* start *

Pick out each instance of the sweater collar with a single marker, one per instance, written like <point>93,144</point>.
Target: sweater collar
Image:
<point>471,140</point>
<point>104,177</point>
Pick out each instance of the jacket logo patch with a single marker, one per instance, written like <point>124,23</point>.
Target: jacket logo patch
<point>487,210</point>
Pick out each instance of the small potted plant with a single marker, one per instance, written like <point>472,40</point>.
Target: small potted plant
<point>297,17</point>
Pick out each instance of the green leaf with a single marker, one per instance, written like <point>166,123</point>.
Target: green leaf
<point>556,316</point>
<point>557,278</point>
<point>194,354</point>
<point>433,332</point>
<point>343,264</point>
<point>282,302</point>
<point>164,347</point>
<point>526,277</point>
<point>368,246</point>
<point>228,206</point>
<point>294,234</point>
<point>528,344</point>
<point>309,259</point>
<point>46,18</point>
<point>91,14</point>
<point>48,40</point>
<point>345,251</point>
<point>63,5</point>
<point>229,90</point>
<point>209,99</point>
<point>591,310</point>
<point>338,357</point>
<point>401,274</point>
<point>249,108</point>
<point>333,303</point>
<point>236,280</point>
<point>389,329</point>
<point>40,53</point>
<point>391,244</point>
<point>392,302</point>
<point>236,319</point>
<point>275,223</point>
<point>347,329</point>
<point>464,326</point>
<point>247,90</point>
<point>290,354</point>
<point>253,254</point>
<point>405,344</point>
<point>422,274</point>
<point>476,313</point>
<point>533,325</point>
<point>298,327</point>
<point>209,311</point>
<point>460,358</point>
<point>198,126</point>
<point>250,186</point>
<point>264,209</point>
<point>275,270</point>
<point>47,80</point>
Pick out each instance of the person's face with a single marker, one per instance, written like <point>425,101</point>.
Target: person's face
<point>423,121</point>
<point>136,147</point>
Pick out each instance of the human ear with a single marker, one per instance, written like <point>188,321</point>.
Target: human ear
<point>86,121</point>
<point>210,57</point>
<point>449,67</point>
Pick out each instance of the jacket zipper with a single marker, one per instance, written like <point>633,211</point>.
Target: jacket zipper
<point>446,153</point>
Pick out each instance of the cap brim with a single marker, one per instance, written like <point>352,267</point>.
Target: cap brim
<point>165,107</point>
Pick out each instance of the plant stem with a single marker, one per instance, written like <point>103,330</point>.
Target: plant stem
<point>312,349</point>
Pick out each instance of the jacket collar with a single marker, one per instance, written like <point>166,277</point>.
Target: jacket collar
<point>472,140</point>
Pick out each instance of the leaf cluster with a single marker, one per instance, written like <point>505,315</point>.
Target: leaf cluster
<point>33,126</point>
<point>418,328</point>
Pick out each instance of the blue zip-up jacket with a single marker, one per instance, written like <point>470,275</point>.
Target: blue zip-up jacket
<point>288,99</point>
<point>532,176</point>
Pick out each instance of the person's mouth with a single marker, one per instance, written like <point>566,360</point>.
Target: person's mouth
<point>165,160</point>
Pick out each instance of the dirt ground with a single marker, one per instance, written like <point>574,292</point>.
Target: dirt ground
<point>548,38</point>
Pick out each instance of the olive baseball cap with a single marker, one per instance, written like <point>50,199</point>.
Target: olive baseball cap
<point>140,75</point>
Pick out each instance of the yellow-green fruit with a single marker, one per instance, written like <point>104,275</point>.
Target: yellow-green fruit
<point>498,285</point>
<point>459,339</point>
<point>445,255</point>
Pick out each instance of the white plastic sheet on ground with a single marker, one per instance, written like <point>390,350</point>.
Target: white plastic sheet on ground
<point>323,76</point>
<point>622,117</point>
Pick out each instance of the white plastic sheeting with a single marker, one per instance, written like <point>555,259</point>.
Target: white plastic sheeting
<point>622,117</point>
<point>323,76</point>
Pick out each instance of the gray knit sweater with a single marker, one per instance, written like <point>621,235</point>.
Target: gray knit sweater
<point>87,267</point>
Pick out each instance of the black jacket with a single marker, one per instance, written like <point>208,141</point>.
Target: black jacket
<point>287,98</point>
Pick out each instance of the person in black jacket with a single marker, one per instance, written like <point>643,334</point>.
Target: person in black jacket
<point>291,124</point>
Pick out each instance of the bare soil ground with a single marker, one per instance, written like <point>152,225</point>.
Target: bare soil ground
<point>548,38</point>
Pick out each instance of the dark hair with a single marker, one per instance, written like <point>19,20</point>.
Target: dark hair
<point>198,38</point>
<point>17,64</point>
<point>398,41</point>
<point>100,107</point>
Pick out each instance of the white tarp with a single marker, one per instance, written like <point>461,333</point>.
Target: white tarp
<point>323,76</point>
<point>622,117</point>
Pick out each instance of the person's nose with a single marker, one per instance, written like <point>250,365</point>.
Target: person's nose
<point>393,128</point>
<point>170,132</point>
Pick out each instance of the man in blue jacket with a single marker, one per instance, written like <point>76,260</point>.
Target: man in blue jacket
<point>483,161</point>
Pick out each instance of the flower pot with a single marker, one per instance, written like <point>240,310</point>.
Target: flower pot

* end *

### Task brief:
Copy all of the material above word for word, keeping every line in its original order and changing nothing.

### Response to this task:
Pick out each instance of the sweater collar with a single marker, one per instance, written like <point>93,144</point>.
Target: sweater collar
Image:
<point>471,140</point>
<point>104,177</point>
Pick out each instance of the jacket logo patch with a single marker, one per instance, written like <point>124,23</point>.
Target: jacket logo patch
<point>487,210</point>
Pick out each instance of the small potted plant with a single marker, one per instance, written like <point>472,40</point>.
Target: small potted plant
<point>297,17</point>
Pick out each instance of the green leaf with a single marker, one per instance, written like <point>166,123</point>.
Target: green leaf
<point>556,316</point>
<point>557,278</point>
<point>194,354</point>
<point>433,332</point>
<point>343,264</point>
<point>282,302</point>
<point>164,347</point>
<point>526,277</point>
<point>368,246</point>
<point>228,206</point>
<point>294,234</point>
<point>528,344</point>
<point>309,259</point>
<point>46,18</point>
<point>91,14</point>
<point>48,40</point>
<point>345,251</point>
<point>63,5</point>
<point>229,90</point>
<point>209,99</point>
<point>591,310</point>
<point>338,357</point>
<point>401,274</point>
<point>249,108</point>
<point>333,303</point>
<point>236,280</point>
<point>389,329</point>
<point>40,53</point>
<point>391,244</point>
<point>392,302</point>
<point>236,319</point>
<point>275,223</point>
<point>347,329</point>
<point>464,326</point>
<point>247,90</point>
<point>290,354</point>
<point>253,254</point>
<point>405,344</point>
<point>422,274</point>
<point>476,313</point>
<point>533,325</point>
<point>298,327</point>
<point>209,311</point>
<point>460,358</point>
<point>198,126</point>
<point>250,186</point>
<point>264,209</point>
<point>275,270</point>
<point>47,80</point>
Pick out each instance of the person's face with a single marker, one per instance, written like <point>425,101</point>.
Target: person's face
<point>423,121</point>
<point>136,147</point>
Pick out each instance of the human ear with a single marker, one per instance, written like <point>188,321</point>.
Target: human ear
<point>86,121</point>
<point>210,57</point>
<point>449,67</point>
Pick out each instance of the jacket zipper with a single marker, one per instance, written like <point>633,211</point>.
Target: jacket zipper
<point>446,153</point>
Pick out each instance of the cap brim with a single marker, one per instance, written like <point>352,267</point>.
Target: cap brim
<point>165,107</point>
Pick out each instance of the plant stem with a single marker, one per instance, written like <point>103,330</point>.
Target: plant stem
<point>312,349</point>
Pick out each instance of the jacket collar with a single marker, one per instance, written like <point>166,277</point>.
Target: jacket collar
<point>472,140</point>
Pick out each instance of the leaf cluster with a single marker, one per instance, written like <point>505,315</point>.
Target: leaf cluster
<point>33,126</point>
<point>418,328</point>
Pick out each instance of the blue zip-up jacket with a single marker, one per instance, written like <point>470,275</point>.
Target: blue zip-up jacket
<point>288,99</point>
<point>532,176</point>
Pick out each instance of the person's mouth with a single marker, one per instance, written like <point>566,360</point>.
Target: person's mouth
<point>165,160</point>
Pick out each instance of the dirt ground with a single marker, one per instance, written like <point>574,292</point>.
Target: dirt ground
<point>548,38</point>
Pick out each instance of the olive baseball cap with a single marker, one per instance, written like <point>50,199</point>.
Target: olive baseball cap
<point>140,75</point>
Pick out each instance of the yellow-green fruit with a single marker, one per instance, written like <point>104,275</point>.
Target: yellow-green fruit
<point>498,285</point>
<point>459,339</point>
<point>445,255</point>
Pick out each instance of the white plastic sheet on ground with a single marker, one per instance, written like <point>390,350</point>.
Target: white plastic sheet on ground
<point>323,76</point>
<point>622,117</point>
Pick out each instance of the white plastic sheeting with a single marker, one per instance, written like <point>555,259</point>.
Target: white plastic sheeting
<point>622,117</point>
<point>323,76</point>
Pick out each instance of the gray knit sweater with a single marker, one per instance, written like <point>621,235</point>.
Target: gray knit sweater
<point>87,267</point>
Pick out each instance of the black jacket with a single marker, one per instance, written like <point>208,141</point>.
Target: black jacket
<point>287,98</point>
Pick out each instance of the person in black jacket with a single marker, one per instance, written like <point>643,334</point>.
Target: person in black jacket
<point>291,124</point>
Pick out each instance of the bare soil ground with a single marker, one per instance, written like <point>152,225</point>.
Target: bare soil ground
<point>548,38</point>
Pick out each instance of the dark hair with a single marker, one per instance, written like <point>19,20</point>.
Target: dark hair
<point>198,38</point>
<point>17,64</point>
<point>398,41</point>
<point>100,107</point>
Pick out each instance of the white tarp with a single marker, one per instance, written like <point>461,333</point>.
Target: white tarp
<point>323,76</point>
<point>622,117</point>
Pick out each instance of the person's nose with a single marker, one per instance, written like <point>250,365</point>.
Target: person's nose
<point>393,128</point>
<point>170,132</point>
Pick out each instance of the man in blue jacket with a single marker, one per instance, written like <point>76,260</point>.
Target: man in blue jacket
<point>483,161</point>
Pick out each instance of the flower pot with a single marker, one per instance, written like <point>240,310</point>.
Target: flower pot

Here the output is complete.